:: RECORD EXCERPTS ::

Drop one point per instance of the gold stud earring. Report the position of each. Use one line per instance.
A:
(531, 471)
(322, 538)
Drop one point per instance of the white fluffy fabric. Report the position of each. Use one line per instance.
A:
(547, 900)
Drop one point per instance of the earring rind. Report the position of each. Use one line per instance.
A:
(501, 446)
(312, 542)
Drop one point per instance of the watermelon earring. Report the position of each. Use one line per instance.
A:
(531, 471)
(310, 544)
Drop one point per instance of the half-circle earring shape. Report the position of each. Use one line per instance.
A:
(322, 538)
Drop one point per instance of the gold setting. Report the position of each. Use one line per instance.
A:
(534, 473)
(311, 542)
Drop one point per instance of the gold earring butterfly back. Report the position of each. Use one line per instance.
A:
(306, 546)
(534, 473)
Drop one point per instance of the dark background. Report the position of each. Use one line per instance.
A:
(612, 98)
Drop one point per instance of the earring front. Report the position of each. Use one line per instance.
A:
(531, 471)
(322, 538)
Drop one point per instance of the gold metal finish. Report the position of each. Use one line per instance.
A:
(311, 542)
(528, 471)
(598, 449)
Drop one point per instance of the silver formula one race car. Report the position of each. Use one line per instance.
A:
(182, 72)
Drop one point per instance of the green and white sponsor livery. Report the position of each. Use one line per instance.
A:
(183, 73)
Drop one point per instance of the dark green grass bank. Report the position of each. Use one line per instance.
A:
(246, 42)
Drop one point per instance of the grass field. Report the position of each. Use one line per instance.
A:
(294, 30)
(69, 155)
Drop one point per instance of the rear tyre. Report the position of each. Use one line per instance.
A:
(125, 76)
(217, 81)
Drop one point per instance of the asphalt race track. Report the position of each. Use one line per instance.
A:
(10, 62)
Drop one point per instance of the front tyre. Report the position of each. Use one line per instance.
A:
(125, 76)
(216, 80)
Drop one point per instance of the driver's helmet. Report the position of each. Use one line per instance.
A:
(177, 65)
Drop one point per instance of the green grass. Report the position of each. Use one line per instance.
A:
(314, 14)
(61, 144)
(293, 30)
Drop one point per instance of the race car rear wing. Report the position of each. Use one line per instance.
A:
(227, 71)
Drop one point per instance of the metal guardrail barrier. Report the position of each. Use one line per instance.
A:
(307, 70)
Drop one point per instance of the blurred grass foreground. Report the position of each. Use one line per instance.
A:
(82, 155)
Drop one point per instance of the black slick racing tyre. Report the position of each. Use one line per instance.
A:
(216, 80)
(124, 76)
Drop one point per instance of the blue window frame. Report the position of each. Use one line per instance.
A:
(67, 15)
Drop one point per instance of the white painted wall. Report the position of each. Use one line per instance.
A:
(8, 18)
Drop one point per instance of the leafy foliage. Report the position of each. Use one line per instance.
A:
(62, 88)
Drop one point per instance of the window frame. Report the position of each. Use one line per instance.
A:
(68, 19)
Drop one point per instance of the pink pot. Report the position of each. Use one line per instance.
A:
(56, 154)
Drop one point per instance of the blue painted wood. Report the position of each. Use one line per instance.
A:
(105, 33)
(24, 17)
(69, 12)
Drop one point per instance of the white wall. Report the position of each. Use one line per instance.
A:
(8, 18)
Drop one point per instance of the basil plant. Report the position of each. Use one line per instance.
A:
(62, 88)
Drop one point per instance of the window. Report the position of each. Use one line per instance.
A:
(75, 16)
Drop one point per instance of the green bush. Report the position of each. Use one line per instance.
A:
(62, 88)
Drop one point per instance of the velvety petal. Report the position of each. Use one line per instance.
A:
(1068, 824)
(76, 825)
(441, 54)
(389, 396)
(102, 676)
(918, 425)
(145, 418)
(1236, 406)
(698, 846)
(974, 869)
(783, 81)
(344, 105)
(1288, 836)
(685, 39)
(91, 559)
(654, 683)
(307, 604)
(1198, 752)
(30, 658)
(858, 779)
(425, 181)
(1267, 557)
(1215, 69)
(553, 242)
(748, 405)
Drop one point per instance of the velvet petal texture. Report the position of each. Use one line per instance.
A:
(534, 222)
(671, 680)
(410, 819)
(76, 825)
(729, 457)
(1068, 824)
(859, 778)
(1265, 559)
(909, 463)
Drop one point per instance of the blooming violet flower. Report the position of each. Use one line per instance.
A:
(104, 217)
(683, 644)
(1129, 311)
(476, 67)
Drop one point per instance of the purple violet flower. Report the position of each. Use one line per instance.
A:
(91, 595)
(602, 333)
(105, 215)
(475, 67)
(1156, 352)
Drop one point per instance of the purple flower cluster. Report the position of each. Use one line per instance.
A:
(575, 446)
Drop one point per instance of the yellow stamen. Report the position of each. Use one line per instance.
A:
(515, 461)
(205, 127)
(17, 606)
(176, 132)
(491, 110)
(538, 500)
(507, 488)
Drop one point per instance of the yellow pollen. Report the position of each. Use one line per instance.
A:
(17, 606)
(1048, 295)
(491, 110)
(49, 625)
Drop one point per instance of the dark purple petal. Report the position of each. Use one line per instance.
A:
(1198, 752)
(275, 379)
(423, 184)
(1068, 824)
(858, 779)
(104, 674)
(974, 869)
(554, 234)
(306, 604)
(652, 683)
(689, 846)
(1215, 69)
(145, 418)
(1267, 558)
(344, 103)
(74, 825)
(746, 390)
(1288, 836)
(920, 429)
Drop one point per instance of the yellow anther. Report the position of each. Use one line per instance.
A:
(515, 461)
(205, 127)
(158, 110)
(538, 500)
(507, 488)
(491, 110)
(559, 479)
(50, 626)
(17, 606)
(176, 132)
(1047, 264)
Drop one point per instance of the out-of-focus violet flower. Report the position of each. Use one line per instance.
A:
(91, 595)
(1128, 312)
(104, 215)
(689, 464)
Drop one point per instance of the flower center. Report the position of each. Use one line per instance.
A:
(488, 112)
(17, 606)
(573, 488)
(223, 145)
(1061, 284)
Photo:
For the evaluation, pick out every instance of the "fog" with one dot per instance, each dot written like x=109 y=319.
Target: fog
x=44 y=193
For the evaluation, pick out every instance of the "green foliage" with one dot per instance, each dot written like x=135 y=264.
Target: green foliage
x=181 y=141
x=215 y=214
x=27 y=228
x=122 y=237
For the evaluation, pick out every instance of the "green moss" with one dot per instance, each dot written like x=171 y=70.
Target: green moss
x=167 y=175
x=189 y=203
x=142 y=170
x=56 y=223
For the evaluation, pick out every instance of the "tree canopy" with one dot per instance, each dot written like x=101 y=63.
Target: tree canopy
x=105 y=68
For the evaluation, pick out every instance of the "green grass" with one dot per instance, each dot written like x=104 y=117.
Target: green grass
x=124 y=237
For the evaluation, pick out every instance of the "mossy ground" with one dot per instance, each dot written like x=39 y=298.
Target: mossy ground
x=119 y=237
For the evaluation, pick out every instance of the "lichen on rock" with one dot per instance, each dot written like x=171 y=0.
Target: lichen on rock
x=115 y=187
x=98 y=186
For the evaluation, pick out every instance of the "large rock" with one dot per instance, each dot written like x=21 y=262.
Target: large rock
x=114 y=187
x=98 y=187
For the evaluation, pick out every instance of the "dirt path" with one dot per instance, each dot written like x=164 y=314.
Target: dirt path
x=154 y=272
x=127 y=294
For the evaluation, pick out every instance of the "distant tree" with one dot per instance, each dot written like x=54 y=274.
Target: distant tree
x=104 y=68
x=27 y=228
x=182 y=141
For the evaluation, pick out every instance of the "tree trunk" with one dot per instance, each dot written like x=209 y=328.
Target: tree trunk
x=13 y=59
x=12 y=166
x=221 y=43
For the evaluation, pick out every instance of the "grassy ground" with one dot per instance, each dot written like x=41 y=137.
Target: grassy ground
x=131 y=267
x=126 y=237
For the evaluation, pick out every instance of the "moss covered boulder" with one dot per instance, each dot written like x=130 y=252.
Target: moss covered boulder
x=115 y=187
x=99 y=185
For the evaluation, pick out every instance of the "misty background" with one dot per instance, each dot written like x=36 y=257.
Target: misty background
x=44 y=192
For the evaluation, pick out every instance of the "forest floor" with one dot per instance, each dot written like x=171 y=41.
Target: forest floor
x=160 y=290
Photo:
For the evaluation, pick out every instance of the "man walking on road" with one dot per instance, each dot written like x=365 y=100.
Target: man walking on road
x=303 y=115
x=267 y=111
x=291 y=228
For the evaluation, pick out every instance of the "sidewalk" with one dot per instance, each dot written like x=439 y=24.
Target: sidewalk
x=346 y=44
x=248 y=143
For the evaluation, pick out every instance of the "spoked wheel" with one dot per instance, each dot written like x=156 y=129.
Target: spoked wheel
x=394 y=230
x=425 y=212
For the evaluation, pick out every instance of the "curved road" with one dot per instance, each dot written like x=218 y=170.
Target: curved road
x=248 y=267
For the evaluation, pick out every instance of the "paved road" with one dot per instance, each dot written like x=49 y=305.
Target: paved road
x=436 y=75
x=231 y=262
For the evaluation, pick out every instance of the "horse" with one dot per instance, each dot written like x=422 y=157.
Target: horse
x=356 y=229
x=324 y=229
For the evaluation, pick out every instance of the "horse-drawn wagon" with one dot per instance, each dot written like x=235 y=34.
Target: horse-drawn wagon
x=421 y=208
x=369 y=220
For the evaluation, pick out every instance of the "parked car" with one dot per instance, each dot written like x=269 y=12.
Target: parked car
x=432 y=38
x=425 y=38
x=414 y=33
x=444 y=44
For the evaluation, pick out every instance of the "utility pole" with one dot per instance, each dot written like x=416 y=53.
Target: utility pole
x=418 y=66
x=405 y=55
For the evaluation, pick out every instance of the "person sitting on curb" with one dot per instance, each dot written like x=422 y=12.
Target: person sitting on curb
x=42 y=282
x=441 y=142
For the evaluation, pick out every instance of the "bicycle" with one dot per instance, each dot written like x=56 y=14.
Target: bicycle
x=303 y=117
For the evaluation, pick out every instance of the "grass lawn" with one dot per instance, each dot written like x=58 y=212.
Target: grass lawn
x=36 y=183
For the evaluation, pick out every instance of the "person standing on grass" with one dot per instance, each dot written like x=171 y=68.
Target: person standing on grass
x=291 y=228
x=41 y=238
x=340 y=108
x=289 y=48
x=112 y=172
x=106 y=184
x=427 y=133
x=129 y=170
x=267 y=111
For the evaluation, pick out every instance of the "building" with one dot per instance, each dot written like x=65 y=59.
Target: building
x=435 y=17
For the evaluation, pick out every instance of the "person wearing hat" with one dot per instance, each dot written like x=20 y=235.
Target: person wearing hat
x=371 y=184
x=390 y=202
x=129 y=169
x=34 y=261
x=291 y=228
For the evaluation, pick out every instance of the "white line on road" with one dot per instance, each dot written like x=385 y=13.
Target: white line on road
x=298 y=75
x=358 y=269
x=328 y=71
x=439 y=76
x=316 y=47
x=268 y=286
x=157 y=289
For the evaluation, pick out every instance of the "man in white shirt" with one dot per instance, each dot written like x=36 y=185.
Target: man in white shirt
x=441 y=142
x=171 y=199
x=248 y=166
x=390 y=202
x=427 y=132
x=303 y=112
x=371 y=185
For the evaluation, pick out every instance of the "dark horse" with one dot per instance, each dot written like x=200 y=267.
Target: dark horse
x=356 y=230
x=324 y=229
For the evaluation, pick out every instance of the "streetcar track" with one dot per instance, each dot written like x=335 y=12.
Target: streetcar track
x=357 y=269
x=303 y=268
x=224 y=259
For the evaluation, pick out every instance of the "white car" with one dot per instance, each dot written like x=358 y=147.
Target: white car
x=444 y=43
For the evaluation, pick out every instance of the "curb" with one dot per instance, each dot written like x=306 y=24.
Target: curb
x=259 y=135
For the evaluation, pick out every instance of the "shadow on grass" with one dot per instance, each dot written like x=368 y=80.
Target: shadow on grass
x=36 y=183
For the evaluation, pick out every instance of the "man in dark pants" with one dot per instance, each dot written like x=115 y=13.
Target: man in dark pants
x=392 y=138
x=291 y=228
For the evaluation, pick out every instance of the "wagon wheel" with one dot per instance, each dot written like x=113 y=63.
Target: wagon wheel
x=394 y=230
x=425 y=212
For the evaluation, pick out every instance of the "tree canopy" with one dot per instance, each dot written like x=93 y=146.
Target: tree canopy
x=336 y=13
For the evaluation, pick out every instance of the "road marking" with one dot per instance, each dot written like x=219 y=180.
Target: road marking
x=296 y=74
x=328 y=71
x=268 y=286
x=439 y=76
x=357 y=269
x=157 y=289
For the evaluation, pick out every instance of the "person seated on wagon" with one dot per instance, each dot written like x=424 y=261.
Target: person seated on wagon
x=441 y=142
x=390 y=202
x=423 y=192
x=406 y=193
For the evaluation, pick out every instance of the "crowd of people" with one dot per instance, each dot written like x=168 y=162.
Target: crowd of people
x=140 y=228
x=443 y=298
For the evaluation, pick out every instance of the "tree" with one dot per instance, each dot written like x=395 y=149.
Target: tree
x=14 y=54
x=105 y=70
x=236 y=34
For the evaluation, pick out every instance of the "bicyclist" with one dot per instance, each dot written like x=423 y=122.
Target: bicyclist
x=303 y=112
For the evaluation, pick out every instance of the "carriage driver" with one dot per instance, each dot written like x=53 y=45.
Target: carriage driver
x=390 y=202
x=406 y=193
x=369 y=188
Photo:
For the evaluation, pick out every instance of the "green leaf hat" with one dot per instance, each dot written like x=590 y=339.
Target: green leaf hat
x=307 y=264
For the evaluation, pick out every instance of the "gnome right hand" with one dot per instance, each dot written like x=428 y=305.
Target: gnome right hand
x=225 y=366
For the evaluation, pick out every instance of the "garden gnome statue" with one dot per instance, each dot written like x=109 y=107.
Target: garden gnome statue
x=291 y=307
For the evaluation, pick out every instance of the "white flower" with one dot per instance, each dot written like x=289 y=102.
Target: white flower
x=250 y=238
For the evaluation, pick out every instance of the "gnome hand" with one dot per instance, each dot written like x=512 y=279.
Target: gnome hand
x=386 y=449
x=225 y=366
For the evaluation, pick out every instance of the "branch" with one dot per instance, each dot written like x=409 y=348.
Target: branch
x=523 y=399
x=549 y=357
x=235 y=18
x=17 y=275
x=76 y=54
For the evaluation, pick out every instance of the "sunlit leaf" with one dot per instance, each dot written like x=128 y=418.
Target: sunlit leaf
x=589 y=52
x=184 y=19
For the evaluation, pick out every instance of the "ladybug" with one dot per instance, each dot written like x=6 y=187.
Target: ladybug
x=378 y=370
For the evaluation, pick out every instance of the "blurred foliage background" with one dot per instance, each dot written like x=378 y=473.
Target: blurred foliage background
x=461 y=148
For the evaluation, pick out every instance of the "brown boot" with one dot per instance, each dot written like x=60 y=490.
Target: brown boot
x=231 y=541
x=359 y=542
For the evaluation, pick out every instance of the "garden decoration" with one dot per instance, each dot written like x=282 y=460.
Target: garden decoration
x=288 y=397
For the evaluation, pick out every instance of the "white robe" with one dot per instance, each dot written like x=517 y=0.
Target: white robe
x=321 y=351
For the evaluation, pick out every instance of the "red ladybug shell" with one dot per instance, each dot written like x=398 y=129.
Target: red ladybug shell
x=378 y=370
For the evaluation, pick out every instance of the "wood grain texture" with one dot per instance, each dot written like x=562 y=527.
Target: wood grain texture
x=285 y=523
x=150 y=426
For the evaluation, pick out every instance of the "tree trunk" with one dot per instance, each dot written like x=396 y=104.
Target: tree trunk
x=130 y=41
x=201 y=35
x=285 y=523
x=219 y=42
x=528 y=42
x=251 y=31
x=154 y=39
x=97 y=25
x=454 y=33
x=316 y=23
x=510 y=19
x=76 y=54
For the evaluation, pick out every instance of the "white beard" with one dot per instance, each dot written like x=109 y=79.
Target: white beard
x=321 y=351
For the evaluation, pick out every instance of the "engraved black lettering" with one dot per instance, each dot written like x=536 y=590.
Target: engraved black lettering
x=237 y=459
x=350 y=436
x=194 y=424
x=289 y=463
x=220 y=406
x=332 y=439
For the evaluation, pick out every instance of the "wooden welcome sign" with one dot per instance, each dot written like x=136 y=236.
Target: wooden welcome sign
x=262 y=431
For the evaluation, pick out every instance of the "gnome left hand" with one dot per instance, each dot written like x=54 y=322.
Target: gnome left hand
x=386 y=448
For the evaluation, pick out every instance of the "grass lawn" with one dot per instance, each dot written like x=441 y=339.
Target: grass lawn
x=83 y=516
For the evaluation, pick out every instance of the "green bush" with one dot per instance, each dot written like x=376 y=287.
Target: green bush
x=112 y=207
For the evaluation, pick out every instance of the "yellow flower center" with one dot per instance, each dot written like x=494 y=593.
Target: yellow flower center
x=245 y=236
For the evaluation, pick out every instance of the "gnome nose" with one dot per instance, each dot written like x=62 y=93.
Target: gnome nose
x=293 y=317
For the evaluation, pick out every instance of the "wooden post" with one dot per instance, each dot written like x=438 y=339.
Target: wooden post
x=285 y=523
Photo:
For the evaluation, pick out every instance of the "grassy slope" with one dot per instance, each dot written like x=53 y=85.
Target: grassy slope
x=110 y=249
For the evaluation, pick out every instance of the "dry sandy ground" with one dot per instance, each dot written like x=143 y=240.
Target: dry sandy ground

:: WHAT YOU HAVE TO DO ::
Switch "green bush" to "leafy shrub" in the records between the line holding "like x=54 y=322." and the line holding "x=112 y=207", inclusive. Give back only those lines, with everything else left as it is.

:: SOLUTION BELOW ::
For the evaluation, pick out every instance of the "gnome left hand" with one dot per instance, each dot written like x=54 y=322.
Target: gnome left hand
x=386 y=448
For the evaluation, pick out every instance of the "grass lawn" with one dot per instance, each dot written like x=441 y=339.
Target: grass lawn
x=83 y=516
For the evaluation, pick out every instance of the "leafy shrub" with one dot per instance, each dot written like x=376 y=287.
Target: leafy shrub
x=112 y=207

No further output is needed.